Required work: Would you repeat all the lines below, exactly as they stand?

Data for this exercise:
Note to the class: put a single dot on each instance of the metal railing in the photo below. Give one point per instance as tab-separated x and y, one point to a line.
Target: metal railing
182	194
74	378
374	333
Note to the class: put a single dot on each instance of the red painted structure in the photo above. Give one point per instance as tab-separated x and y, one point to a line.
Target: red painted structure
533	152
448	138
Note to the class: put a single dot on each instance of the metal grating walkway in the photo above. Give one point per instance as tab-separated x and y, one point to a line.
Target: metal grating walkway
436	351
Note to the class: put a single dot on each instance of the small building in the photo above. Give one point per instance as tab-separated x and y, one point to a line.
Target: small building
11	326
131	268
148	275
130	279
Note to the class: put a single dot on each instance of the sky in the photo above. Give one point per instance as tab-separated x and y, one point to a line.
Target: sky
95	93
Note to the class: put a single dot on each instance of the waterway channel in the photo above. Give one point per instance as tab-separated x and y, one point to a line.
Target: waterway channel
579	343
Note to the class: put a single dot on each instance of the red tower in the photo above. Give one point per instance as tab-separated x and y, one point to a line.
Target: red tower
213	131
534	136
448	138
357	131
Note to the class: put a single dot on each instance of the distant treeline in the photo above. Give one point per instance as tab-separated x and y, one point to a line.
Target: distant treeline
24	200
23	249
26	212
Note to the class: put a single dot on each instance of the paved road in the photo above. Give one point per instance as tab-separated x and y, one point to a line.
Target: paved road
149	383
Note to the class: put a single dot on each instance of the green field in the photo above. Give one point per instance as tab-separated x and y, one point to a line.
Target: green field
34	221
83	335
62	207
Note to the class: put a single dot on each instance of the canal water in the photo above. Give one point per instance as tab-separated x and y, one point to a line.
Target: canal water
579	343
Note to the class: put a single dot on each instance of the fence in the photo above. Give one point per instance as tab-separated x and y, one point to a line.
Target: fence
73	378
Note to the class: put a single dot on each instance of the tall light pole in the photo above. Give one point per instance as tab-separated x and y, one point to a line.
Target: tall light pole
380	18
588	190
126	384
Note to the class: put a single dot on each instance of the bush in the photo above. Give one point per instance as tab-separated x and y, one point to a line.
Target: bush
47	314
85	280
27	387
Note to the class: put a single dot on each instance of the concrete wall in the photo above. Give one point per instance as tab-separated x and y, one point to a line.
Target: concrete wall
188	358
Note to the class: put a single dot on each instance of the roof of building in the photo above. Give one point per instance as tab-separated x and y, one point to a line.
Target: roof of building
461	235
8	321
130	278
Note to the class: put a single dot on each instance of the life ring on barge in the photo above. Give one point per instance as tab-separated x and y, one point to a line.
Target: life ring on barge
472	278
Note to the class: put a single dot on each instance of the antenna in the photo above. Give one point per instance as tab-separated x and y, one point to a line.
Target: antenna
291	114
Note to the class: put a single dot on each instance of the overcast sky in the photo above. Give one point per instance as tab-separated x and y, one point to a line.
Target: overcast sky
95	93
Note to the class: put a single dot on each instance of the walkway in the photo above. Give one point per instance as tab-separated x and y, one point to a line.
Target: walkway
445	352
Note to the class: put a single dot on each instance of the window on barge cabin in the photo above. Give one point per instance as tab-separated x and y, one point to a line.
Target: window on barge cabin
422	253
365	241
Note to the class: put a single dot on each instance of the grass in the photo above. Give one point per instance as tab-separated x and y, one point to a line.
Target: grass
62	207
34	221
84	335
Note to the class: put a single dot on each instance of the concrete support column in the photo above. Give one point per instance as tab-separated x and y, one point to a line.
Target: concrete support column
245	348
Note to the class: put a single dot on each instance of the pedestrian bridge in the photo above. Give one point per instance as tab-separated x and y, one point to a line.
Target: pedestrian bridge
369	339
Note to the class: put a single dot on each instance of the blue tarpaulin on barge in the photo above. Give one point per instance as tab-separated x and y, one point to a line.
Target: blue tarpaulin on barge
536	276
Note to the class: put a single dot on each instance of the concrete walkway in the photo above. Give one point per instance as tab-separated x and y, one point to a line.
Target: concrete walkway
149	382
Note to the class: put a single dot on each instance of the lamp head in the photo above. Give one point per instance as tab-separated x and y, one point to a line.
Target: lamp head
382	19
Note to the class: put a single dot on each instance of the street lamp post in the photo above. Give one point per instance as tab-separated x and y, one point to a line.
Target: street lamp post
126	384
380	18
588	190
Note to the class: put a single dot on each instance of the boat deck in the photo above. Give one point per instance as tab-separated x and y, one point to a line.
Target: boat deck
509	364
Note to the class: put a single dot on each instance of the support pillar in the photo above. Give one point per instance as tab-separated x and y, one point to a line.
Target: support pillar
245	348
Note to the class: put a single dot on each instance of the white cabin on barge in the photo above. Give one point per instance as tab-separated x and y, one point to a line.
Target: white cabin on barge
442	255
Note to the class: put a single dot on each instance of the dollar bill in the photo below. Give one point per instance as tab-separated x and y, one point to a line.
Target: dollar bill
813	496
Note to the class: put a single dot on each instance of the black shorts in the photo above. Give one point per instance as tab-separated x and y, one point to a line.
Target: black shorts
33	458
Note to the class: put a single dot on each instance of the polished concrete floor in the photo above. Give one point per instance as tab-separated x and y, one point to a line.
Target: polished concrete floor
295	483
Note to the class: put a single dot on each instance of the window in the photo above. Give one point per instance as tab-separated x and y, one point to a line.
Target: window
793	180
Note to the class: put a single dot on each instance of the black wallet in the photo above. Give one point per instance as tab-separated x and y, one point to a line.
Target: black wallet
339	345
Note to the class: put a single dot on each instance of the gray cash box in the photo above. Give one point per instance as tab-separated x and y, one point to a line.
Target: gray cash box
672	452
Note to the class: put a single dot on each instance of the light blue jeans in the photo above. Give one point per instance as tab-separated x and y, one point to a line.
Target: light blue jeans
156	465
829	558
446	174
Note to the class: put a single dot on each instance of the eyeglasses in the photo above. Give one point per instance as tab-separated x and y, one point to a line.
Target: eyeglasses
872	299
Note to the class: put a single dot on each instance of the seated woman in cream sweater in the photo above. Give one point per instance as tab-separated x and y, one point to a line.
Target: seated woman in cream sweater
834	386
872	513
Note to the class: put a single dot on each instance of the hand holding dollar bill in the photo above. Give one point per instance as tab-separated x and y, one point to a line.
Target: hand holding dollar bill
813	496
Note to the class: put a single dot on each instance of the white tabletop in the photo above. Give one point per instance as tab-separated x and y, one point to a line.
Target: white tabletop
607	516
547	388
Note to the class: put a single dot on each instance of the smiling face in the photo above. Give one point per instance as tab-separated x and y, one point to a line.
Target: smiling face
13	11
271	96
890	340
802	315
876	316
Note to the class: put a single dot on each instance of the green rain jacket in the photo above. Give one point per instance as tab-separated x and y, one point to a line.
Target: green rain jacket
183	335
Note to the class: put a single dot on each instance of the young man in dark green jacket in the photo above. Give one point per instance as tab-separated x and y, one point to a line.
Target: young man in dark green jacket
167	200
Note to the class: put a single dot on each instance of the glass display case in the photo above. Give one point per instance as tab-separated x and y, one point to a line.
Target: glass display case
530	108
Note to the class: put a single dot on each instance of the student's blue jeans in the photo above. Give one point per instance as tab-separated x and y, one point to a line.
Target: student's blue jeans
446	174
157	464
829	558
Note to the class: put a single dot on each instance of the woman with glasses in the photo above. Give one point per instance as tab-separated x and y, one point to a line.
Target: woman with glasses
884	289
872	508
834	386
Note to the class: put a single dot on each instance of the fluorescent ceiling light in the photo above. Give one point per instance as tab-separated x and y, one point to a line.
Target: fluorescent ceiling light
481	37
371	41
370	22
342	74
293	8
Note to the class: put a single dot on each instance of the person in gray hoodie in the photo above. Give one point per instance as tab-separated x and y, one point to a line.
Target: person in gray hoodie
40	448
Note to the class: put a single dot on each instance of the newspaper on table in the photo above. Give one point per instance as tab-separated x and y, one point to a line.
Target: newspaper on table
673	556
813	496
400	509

Finished exercise:
Note to the class: put a single dot on each instance of the metal railing in the photo below. Give one point per instance as tab-separated x and y, one point to a line.
Target: metal railing
182	194
74	378
374	333
Note to the class: put a single dot on each instance of the red painted structure in the photo above. Give one point per instance as tab-separated x and y, one point to a line.
Target: red painted structure
533	152
448	138
Note to the class: put a single dot on each instance of the metal grating walkway in the photo above. Give one point per instance as tab-separated x and y, one point to a line.
Target: metal grating walkway
436	351
Note to the class: put a single dot on each instance of the small building in the photo above. Give one point per instance as tab-separated x and y, one point to a line.
Target: small building
11	326
131	268
148	275
130	279
Note to the class: put a single dot on each instance of the sky in the photo above. Give one point per instance as tab-separated x and y, one point to a line.
Target: sky
95	93
Note to the class: put a single dot on each instance of the waterway channel in the photo above. Give one point per instance as tab-separated x and y, one point to a line.
Target: waterway channel
579	343
Note to the class: put a single dot on each instance of the red tower in the photo above. Give one point per instance as tab-separated x and y, one point to a line.
Target: red tower
213	131
534	136
448	138
357	131
Note to the class: put a single dot on each instance of the distant treeline in the photo above. Give one point per instance as tab-separated x and y, one point to a line.
Target: distant treeline
24	200
23	249
26	212
Note to the class: put a single dot on each instance of the paved road in the photo above. Give one point per instance as tab-separated x and y, one point to a line.
Target: paved road
149	383
Note to the class: put a single dot on each instance of the green field in the photo above. Give one point per instance as tab-separated x and y, one point to a line.
Target: green field
34	221
83	335
62	207
Note to the class: put a single dot on each instance of the canal water in the photo above. Give one point per instance as tab-separated x and y, one point to a line.
Target: canal water
579	343
Note to the class: put a single dot on each instance of the fence in the photo above. Give one point per instance as tab-separated x and y, one point to a line.
Target: fence
73	378
Note to the class: put a single dot on each instance of the tall light pole in the photo above. Give one point per instance as tab-separated x and y, one point to a line.
Target: tall light pole
380	18
588	190
126	384
Note to the class: put a single dot on each instance of the bush in the photo above. Give one point per instance as tab-separated x and y, one point to a line.
Target: bush
47	314
85	280
27	387
Note to the class: put a single dot on each instance of the concrete wall in the photo above. Give one point per instance as tab-separated x and y, one point to a line.
Target: concrete wall
188	358
Note to the class: put a single dot on each instance of the roof of building in the photo above. Give one point per instance as tab-separated x and y, one point to a line.
Target: roof of building
461	235
8	321
130	278
Note to the class: put a single dot on each instance of the life ring on barge in the photo above. Give one point per instance as tab-separated x and y, one point to a line.
Target: life ring on barge
472	278
Note to the class: put a single dot on each instance of the antenna in the photo above. Give one point per instance as tab-separated x and y, one point to a line.
Target: antenna
291	114
Note to the class: put a single dot on each instance of the overcast sky in the photo above. Give one point per instance as tab-separated x and y, one point to a line.
Target: overcast sky
95	93
Note to the class: put a single dot on each instance of the walkway in the photo above. Give one point per instance as tab-separated x and y, one point to a line.
Target: walkway
445	352
Note to the class: put a single dot on each instance of the window on barge cabin in the photo above. Give one point per instance as tab-separated x and y, one point to a line.
Target: window on barge cabin
422	253
365	241
Note to the class: put a single dot on each instance of the grass in the photo above. Give one point per instance as tab-separated x and y, one point to a line.
Target: grass
62	207
34	221
84	335
Note to the class: put a single dot on each instance of the concrete support column in the photo above. Give one point per instance as tab-separated x and y, one point to a line.
Target: concrete support column
245	348
Note to the class: put a single dot on each instance of the pedestrian bridge in the photo above. Give one point per instance as tab-separated x and y, one point to a line.
Target: pedestrian bridge
369	339
Note to the class: put a single dot on each instance of the blue tarpaulin on barge in the photo above. Give one point per instance as tab-separated x and y, one point to a line.
Target: blue tarpaulin on barge
536	276
Note to the class: put a single dot on each instance of the concrete walkway in the photo above. Give one point per instance as tab-separated x and y, one point to a line.
Target: concrete walkway
149	382
Note to the class: put a single dot on each instance of the lamp head in the photo above. Give one point per instance as tab-separated x and y, one point to a line.
Target: lamp head
382	19
Note to the class: put a single dot on each instance of the street lamp post in the photo above. Give one point per instance as tab-separated x and y, one point to a line.
Target: street lamp post
126	384
380	18
588	190
Note to the class: put a single dot on each instance of the boat deck in the photo above. Give one point per instance as tab-separated x and y, one point to a line.
Target: boat deck
509	364
Note to the class: put a single dot on each instance of the support pillar in the photo above. Give one point per instance as tab-separated x and y, one point to a line.
Target: support pillar
245	348
Note to the class: put a single dot on each instance of the white cabin on barge in the photo above. Give one point per instance as tab-separated x and y, one point to a line.
Target: white cabin on barge
442	255
Note to the class: put a single dot on each instance of the dollar bill in the photo below. Give one point per instance as tab-separated x and y, one point to a line.
Target: dollar bill
813	496
Note to the class: put a single dot on each instance of the black shorts in the photo above. Give one point per instance as tab-separated x and y, one point to a line.
Target: black shorts
33	458
Note to the class: put a single dot on each instance of the polished concrete floor in the photo above. Give one point per instance as tab-separated x and y, one point to a line.
Target: polished concrete floor
295	483
Note to the class: put a single dot on each instance of the window in the photo above. Give one point per instance as tab-separated x and y, one point to a line.
Target: window
793	180
Note to the class: put a single dot on each instance of the black wallet in the photo above. Give one point per instance as tab-separated x and y, one point to a line.
Target: black wallet
339	345
Note to the class: put a single dot on each instance of the gray cash box in the photo above. Give one point per instance as tab-separated x and y, one point to a line.
Target: gray cash box
672	452
Note to the class: put a single dot on each instance of the light blue jeans in the photo above. Give one point per instance as tab-separated x and y, one point to a line.
Target: light blue jeans
156	465
829	558
446	174
Note to the class: put a single dot on each instance of the eyeglasses in the photo above. Give one point per instance as tab-separated x and y, one point to a line.
Target: eyeglasses
872	299
Note to the class: put a single dot on each instance of the seated woman in cream sweater in the photo above. Give one point per instance as tab-separated x and y, one point to a line.
Target: seated woman in cream sweater
834	386
872	513
Note to the class: put a single dot on each instance of the hand holding dollar bill in the photo above. Give one point per instance as tab-separated x and y, one point to a line.
Target: hand holding dollar bill
813	496
Note to the class: put a single dot on each instance of the white tabletop in the photo above. Give one point per instance as tab-separated x and y, one point to a line.
Target: white tabletop
607	516
547	388
Note to the class: put a single dot on each instance of the smiling face in the photo above. Give one point per instance as tab-separated x and y, one point to a line.
Target: smiling face
13	11
271	96
890	340
802	315
876	316
Note to the class: put a single dot on each instance of the green rain jacket in the photo above. Give one point per instance as tab-separated x and y, one point to a line.
Target: green rain jacket
183	335
Note to the class: put a single dot on each instance of the young man in dark green jacket in the photo above. Give one point per instance as tab-separated x and y, one point to a line.
Target: young man in dark green jacket
167	200
Note to the class: put a single dot on each instance of the glass display case in the photo above. Give one point per instance as tab-separated x and y, one point to a line.
Target: glass display case
530	108
Note to the class: put a single dot on each instance of the student's blue jeans in the photo above. Give one point per instance as tab-separated x and y, one point to a line.
Target: student's blue jeans
446	174
157	464
829	558
Note to the class: put a single dot on each instance of the woman with glasses in the photo above. Give one point per instance as tab-separated x and y, one point to a line.
Target: woman with glasses
884	289
872	508
834	386
Note to the class: put a single dot on each instance of the fluorescent ceiling light in the photo above. Give one point per instance as tab-separated x and y, one point to a line.
Target: fluorescent ceiling light
481	37
371	41
370	22
342	74
293	8
Note to the class: put a single dot on each instance of the person in gray hoodie in the photo above. Give one point per instance as tab-separated x and y, one point to a line.
Target: person in gray hoodie
40	448
Note to the class: put a single dot on each instance of the newspaper on table in the photo above. Give one point per instance as tab-separated x and y, one point to a line.
Target: newspaper on table
673	556
813	496
400	509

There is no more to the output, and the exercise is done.